▶ _What is needed_
Pick out and copy each line of the items below that contains the word "white". Case counts, so a line matches only if the letters match in case.

>> Begin Listed records

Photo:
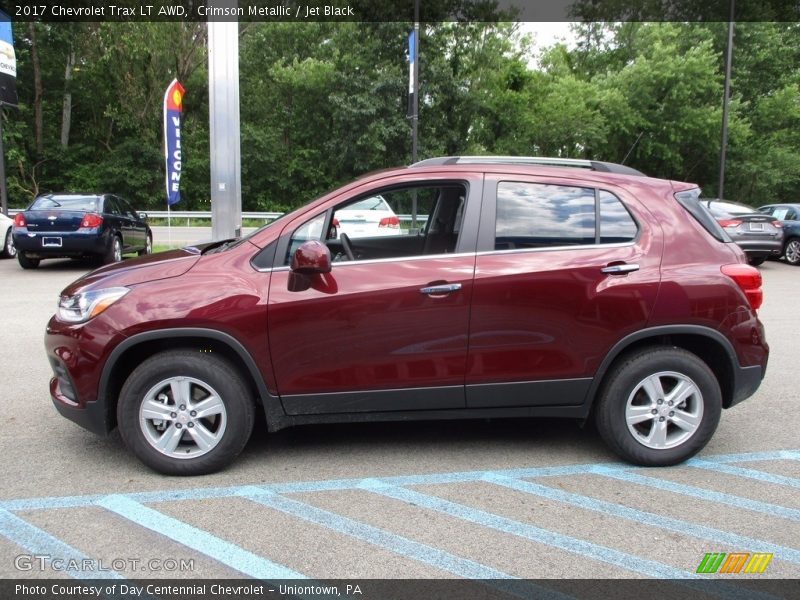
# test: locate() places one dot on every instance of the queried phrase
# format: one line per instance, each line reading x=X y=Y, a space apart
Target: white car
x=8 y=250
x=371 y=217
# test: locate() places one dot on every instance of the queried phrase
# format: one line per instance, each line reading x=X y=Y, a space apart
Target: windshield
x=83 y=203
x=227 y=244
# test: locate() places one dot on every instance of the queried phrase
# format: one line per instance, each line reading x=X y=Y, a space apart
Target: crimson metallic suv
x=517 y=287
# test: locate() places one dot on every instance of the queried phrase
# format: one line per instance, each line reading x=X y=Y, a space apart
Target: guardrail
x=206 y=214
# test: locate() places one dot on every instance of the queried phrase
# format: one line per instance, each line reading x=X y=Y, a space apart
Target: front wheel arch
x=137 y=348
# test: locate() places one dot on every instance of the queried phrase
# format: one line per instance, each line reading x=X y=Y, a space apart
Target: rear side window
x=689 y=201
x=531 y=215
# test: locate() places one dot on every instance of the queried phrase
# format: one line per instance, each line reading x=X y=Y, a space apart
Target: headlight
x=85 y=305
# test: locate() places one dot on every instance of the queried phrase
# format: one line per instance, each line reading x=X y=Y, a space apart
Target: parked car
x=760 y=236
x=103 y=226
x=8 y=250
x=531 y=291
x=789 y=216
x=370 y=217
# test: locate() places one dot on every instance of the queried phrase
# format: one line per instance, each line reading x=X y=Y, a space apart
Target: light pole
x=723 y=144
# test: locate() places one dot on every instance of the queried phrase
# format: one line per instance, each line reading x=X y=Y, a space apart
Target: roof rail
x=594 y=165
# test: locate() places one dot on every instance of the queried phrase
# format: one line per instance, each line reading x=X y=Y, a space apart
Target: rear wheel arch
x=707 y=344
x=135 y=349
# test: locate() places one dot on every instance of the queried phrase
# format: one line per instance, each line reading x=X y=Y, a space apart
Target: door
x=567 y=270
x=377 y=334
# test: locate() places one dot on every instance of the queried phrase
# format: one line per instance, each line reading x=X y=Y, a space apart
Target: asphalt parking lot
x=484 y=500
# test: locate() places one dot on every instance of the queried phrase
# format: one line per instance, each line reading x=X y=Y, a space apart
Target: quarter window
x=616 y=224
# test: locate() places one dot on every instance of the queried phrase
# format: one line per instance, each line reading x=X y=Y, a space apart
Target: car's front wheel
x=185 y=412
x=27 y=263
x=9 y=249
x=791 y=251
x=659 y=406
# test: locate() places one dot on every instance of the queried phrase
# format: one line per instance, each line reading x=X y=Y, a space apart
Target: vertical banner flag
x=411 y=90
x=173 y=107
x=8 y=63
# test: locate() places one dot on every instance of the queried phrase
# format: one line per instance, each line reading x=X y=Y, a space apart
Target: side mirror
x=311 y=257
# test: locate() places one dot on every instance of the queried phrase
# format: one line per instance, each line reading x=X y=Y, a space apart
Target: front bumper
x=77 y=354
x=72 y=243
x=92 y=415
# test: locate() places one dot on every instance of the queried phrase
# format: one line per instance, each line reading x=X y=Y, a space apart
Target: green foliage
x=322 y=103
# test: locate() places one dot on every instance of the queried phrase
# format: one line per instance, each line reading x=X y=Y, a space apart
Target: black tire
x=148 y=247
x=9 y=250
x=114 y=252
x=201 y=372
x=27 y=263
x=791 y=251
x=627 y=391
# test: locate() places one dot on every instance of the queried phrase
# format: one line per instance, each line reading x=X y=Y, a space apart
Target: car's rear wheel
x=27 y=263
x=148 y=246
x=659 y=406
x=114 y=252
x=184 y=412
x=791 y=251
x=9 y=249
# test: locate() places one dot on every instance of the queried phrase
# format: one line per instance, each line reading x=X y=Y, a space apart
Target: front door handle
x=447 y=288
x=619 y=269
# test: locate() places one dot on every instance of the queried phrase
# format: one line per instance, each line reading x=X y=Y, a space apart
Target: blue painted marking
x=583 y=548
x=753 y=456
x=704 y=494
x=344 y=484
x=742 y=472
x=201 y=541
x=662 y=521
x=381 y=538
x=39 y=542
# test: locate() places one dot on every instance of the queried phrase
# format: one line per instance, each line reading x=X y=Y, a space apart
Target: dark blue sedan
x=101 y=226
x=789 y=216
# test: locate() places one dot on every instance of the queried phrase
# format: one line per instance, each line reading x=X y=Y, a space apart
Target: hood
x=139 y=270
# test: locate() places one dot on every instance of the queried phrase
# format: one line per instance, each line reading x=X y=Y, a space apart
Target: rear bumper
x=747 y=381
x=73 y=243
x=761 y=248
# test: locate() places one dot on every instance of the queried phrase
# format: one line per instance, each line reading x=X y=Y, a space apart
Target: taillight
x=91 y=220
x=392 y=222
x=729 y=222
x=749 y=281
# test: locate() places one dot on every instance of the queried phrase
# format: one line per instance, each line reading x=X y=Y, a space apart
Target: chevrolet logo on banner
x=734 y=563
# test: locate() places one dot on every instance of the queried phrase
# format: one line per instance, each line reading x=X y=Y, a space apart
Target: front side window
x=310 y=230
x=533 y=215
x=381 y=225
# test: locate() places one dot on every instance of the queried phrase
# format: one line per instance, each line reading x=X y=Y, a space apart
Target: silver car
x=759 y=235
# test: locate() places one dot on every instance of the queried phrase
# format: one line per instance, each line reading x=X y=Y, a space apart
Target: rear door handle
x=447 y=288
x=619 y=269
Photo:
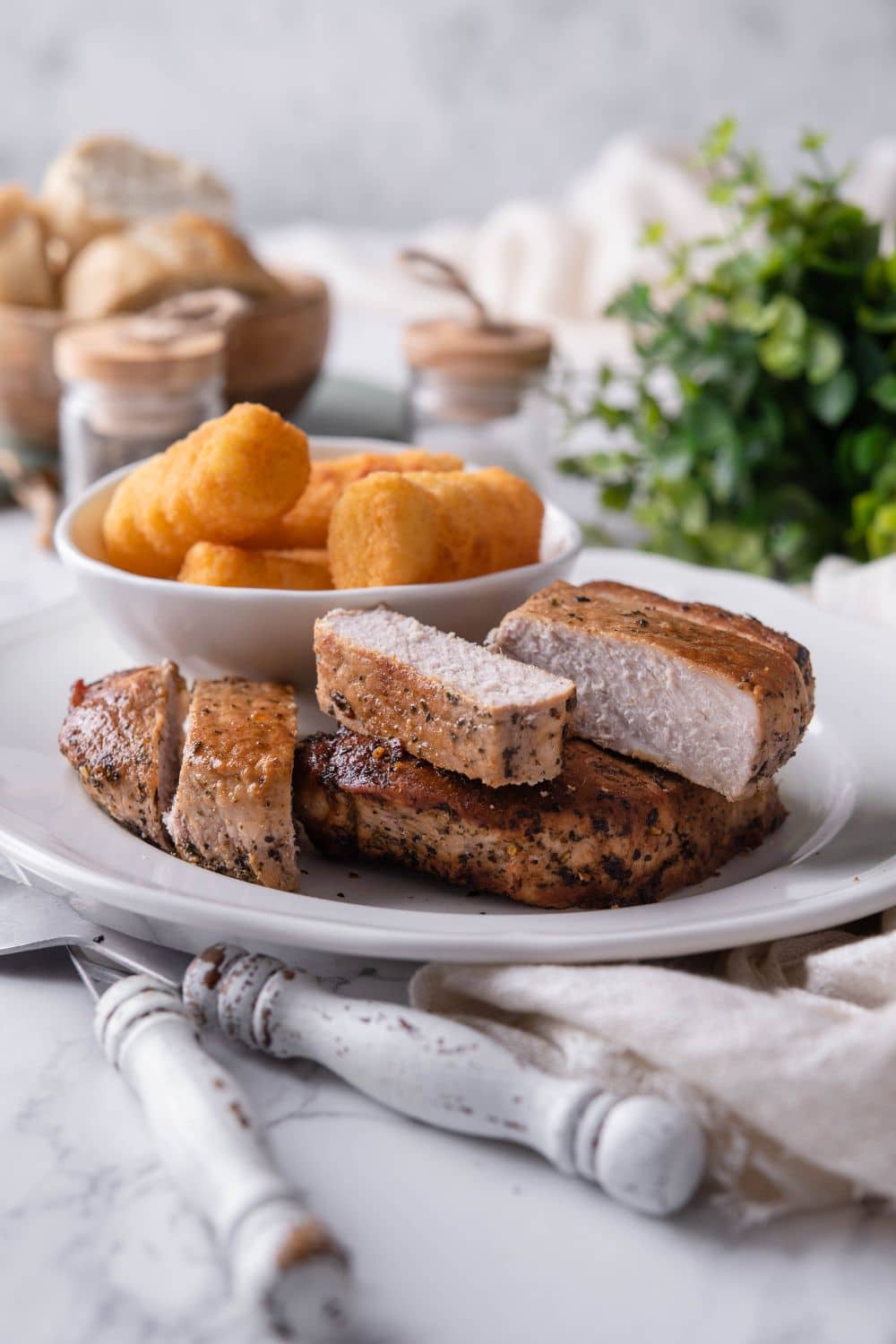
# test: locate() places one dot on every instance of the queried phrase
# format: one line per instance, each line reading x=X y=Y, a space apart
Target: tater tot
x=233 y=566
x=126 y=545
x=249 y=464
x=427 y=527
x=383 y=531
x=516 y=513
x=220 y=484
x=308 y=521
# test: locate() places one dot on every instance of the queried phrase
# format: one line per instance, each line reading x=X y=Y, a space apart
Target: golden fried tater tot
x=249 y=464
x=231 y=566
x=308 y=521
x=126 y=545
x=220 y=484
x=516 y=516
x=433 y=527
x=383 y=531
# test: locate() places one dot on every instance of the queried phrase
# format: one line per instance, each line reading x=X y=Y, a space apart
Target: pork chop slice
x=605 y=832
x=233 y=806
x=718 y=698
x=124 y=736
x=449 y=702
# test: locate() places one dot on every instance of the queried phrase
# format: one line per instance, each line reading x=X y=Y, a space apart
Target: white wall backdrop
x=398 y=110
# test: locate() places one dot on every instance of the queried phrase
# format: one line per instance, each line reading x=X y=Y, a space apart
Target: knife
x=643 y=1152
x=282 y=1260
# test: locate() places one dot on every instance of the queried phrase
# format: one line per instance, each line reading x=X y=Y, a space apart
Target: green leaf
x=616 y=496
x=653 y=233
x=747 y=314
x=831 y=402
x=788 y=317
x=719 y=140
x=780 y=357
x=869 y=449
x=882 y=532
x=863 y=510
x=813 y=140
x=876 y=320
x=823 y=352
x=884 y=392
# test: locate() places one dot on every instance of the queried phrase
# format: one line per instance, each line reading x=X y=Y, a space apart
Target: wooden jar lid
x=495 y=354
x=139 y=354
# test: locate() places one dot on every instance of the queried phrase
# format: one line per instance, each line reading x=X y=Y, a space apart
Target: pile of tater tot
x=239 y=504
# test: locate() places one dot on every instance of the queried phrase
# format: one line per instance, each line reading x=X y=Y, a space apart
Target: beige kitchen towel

>> End Listed records
>> Begin Listed records

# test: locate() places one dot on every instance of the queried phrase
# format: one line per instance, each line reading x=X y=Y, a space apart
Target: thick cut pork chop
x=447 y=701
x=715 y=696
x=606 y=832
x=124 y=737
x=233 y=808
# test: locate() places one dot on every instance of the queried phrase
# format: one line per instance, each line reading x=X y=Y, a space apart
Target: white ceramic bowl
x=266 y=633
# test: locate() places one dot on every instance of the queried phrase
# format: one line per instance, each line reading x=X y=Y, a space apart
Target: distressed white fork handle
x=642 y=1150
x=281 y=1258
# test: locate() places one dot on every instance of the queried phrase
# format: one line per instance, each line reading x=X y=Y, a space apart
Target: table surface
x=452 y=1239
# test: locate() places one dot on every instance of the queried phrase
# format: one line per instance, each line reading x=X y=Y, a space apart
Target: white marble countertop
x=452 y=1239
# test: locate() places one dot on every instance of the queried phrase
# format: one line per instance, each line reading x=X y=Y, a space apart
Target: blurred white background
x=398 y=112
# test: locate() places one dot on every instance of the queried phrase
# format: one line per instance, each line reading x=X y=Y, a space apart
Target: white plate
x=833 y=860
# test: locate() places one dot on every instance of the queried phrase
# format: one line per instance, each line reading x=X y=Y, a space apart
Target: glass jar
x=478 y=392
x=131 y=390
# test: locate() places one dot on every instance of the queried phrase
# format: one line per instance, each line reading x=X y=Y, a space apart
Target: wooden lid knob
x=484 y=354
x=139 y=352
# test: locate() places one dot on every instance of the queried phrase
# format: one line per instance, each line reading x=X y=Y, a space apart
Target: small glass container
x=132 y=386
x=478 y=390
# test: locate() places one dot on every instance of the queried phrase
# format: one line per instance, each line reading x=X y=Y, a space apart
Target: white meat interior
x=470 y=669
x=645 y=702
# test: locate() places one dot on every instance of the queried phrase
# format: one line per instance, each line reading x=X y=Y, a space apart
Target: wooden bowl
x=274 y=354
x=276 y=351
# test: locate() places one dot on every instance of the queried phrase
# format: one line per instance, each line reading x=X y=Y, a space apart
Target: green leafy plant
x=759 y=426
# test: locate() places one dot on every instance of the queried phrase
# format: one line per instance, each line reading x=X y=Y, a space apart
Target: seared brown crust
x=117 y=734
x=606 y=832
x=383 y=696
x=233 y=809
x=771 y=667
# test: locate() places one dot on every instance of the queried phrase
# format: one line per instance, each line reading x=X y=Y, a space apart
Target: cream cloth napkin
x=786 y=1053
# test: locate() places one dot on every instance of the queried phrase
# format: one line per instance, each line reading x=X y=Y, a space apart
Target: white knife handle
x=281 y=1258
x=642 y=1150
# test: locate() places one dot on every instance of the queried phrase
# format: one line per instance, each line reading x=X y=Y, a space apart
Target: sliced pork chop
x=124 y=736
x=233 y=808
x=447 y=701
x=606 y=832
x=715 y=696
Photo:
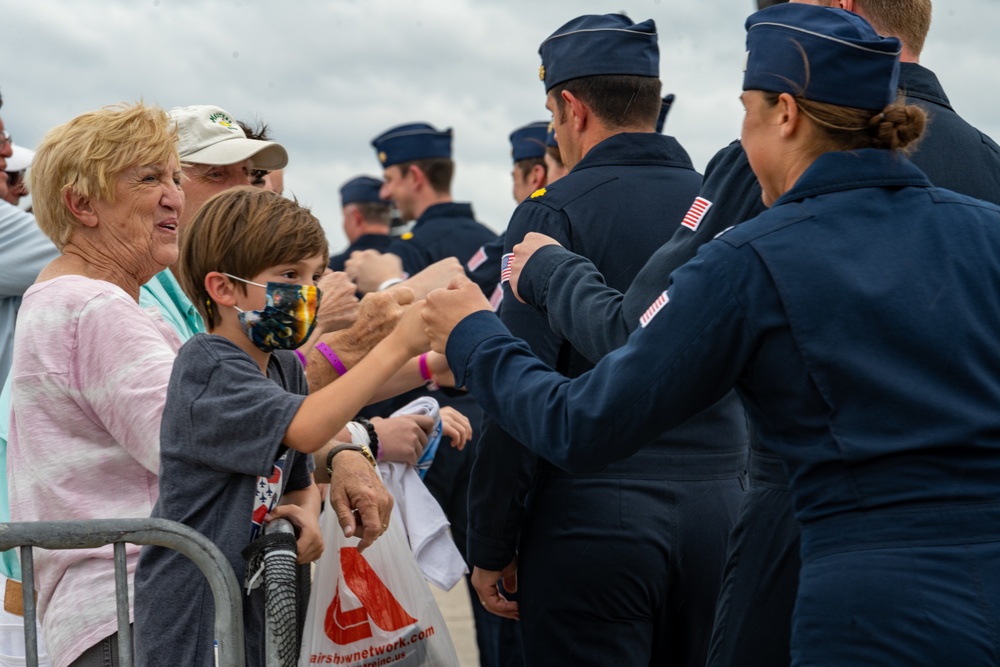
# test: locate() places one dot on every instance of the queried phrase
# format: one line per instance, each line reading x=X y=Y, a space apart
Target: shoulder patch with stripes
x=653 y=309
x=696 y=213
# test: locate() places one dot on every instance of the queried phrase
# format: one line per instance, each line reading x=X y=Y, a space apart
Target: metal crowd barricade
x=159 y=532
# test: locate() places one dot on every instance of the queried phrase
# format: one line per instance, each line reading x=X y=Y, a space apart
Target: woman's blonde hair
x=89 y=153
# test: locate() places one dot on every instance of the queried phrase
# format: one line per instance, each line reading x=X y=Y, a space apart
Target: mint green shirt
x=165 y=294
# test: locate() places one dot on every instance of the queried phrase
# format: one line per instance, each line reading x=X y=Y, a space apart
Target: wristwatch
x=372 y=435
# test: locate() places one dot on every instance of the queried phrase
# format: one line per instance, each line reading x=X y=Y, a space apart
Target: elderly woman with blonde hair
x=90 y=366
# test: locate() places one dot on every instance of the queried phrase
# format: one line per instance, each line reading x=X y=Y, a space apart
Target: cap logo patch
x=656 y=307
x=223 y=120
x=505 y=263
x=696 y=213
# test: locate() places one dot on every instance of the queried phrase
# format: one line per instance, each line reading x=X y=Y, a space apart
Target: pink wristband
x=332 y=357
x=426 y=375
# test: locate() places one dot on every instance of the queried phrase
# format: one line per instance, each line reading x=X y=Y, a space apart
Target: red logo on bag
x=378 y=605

>> End Listed records

▶ _Result of this exercise_
Target: white car
Target: white wall backdrop
Target: white ceramic bowl
Target: distressed white fork handle
Target: white marble countertop
Target: blurred white background
Target: white plate
Target: white meat interior
Target: white knife handle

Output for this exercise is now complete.